**Problem to solve**
Convert the lines of the records below into a numbered list, starting at the line containing "Exercise. Locate the man in" and ending at the final line of the records. Include both of those lines, and leave out any blank lines.

**Materials provided**
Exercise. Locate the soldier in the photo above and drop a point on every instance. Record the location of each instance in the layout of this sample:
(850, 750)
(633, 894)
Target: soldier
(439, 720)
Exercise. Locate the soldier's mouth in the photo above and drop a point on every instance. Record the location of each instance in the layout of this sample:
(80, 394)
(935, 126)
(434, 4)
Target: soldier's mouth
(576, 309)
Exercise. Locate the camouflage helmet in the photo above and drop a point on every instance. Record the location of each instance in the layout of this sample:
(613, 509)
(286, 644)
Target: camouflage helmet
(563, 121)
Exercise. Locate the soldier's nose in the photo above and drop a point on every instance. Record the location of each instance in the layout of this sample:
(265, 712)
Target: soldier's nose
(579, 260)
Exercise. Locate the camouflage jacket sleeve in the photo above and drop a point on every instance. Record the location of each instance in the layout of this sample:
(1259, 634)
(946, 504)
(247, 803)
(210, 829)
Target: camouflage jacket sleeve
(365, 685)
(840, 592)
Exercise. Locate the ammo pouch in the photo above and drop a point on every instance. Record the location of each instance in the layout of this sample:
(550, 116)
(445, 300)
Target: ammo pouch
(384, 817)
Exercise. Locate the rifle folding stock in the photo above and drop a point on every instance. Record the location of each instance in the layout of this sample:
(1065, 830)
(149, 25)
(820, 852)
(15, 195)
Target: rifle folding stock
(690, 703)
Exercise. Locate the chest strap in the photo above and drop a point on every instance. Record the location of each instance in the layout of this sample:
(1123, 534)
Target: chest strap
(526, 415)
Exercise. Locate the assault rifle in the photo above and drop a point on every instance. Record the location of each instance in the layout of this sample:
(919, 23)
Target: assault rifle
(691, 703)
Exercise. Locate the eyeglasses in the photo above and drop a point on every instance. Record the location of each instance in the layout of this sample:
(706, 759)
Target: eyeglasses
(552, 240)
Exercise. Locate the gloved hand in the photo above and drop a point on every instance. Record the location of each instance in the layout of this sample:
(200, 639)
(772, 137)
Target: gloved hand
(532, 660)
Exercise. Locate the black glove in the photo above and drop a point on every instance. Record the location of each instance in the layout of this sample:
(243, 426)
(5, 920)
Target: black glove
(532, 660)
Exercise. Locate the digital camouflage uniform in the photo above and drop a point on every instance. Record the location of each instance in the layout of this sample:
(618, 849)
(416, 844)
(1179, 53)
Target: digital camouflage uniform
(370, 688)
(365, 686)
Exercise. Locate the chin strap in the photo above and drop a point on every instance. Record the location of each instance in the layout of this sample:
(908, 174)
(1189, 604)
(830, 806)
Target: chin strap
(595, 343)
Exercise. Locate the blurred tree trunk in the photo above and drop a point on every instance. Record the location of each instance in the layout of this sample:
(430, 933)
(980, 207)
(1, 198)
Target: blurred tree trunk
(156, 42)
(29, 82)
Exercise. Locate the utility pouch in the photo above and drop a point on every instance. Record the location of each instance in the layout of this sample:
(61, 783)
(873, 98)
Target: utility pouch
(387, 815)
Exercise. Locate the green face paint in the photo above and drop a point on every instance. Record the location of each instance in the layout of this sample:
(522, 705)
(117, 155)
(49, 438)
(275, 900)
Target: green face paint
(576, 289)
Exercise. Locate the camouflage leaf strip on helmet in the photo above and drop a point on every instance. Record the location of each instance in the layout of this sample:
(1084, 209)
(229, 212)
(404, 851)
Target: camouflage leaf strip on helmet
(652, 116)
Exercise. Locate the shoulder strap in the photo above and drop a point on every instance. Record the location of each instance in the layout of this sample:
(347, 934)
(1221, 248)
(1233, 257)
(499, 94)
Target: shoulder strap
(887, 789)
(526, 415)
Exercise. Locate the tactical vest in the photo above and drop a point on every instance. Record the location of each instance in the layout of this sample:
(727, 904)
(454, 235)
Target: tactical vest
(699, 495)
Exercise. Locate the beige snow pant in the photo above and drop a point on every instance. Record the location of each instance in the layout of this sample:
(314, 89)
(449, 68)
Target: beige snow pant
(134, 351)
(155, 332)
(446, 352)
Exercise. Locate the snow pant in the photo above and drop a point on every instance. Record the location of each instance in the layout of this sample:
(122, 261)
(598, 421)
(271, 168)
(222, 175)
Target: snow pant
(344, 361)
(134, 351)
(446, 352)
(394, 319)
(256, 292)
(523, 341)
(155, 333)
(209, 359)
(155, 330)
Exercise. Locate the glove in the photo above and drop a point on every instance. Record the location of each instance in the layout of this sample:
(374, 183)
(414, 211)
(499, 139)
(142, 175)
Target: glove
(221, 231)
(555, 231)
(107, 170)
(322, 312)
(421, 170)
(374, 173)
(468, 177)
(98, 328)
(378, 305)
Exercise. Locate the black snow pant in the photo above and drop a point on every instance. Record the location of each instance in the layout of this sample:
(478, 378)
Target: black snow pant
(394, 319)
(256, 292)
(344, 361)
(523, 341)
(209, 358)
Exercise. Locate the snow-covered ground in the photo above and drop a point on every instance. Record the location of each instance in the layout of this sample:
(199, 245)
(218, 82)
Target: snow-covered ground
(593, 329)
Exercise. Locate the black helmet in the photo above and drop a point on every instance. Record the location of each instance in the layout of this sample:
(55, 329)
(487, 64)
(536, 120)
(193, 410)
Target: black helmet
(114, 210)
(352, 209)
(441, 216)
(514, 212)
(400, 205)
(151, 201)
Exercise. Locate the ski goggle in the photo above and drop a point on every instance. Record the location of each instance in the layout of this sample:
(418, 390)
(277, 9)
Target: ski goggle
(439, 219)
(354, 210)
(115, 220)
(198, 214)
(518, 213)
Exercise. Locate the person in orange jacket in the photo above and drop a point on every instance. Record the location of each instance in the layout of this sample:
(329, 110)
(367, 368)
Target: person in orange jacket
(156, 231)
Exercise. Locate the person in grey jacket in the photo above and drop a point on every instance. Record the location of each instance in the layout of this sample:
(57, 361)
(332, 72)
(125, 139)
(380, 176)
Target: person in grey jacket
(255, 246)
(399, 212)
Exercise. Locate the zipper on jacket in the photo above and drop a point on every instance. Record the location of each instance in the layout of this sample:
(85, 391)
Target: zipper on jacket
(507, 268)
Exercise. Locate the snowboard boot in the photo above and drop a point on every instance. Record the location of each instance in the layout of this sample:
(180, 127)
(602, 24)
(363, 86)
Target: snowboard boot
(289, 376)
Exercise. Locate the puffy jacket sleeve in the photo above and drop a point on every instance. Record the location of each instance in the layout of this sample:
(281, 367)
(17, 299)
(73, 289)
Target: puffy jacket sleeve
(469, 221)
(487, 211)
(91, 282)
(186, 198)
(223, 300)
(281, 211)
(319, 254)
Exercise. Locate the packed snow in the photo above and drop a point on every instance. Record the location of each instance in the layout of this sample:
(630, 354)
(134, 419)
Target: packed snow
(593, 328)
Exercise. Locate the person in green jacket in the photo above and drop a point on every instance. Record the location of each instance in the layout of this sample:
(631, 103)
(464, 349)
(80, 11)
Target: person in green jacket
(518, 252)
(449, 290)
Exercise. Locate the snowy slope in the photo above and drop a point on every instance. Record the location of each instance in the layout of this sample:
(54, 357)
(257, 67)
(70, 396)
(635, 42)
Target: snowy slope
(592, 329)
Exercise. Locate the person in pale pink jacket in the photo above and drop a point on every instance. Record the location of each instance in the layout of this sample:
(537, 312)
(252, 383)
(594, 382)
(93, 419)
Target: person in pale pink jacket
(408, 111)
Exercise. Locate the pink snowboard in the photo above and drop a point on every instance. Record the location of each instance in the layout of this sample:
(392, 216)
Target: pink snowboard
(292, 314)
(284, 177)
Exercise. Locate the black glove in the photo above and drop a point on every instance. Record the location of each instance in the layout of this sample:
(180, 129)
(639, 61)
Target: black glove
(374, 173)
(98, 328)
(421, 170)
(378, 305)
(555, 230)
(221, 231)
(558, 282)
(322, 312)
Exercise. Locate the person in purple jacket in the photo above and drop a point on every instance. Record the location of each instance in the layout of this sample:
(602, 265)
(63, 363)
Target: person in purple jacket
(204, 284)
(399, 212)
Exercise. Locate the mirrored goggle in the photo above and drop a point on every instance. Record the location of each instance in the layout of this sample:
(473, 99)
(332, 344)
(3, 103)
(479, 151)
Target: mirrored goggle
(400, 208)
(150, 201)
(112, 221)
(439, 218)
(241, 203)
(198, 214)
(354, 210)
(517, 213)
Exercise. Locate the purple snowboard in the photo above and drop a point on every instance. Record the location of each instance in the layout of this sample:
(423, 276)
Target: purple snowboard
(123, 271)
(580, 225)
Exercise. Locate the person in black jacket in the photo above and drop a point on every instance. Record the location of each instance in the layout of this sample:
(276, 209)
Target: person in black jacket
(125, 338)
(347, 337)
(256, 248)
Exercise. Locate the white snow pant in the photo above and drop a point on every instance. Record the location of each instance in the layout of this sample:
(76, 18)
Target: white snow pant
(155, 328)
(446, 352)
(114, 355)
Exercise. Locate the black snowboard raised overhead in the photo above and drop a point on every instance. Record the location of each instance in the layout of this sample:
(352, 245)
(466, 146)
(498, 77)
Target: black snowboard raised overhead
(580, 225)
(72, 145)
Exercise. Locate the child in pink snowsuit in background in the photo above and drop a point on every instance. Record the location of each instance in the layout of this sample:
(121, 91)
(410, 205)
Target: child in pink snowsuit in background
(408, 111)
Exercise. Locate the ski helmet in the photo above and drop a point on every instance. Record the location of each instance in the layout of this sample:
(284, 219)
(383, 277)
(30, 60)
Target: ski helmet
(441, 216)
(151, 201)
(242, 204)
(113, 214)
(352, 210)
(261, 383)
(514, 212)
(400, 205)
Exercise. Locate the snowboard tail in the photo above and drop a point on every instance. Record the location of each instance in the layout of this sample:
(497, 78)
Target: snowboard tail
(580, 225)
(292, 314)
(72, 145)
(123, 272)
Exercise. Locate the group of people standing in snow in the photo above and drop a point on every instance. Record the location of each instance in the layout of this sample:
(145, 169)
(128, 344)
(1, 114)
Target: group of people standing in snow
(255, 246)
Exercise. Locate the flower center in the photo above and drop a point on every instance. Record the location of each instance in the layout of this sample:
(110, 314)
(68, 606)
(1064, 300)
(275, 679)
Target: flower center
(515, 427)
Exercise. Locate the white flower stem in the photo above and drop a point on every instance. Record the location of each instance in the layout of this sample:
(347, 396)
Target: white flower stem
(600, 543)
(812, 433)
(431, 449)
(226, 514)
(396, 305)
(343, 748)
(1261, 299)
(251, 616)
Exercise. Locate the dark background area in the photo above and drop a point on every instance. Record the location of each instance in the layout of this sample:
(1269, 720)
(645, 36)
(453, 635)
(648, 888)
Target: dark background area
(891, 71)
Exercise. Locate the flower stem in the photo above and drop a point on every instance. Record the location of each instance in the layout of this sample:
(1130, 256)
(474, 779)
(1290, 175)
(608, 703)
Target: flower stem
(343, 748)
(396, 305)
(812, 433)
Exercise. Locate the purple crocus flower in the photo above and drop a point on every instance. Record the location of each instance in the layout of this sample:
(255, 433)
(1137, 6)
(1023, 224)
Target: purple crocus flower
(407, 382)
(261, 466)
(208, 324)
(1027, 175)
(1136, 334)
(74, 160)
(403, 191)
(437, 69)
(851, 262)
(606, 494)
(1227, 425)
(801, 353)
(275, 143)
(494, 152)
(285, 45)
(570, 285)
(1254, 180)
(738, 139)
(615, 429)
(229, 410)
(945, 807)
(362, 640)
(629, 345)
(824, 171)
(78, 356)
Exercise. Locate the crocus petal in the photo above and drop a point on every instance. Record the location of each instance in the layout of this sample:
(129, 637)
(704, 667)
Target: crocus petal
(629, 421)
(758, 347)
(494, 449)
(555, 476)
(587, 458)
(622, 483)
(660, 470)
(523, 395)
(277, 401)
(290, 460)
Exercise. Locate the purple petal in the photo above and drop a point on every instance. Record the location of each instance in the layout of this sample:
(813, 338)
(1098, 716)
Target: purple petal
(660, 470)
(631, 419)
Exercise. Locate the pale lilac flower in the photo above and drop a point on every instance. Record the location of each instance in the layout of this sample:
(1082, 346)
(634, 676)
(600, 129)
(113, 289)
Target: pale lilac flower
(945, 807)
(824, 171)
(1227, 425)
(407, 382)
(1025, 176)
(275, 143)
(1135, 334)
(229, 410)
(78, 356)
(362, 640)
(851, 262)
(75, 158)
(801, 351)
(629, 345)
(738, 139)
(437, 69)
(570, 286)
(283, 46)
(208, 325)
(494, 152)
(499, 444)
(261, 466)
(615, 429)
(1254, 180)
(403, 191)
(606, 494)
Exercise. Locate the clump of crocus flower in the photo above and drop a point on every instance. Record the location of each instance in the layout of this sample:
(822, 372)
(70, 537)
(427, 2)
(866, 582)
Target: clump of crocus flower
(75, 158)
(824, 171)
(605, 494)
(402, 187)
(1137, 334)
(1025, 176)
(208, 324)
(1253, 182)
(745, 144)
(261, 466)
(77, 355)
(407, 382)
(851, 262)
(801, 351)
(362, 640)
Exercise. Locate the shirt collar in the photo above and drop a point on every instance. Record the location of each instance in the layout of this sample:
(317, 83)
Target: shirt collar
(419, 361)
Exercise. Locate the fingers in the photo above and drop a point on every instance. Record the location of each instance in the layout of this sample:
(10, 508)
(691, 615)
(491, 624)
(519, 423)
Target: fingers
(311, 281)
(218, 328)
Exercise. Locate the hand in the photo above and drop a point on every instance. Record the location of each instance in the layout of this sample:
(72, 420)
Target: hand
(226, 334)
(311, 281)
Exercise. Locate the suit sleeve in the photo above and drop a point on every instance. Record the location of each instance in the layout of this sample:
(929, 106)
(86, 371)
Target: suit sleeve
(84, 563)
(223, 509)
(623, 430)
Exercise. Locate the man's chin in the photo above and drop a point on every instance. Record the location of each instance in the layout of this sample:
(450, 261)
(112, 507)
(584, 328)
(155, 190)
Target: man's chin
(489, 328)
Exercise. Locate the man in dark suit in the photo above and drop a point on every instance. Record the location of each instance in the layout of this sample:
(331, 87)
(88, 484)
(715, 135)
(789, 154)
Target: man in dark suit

**Task response**
1. Exercise. Locate the man in dark suit in the photo above and drop a point on every instance. Record the location of each instance in the layout of this sample:
2. (331, 87)
3. (88, 484)
4. (715, 135)
5. (789, 154)
6. Target: man in dark suit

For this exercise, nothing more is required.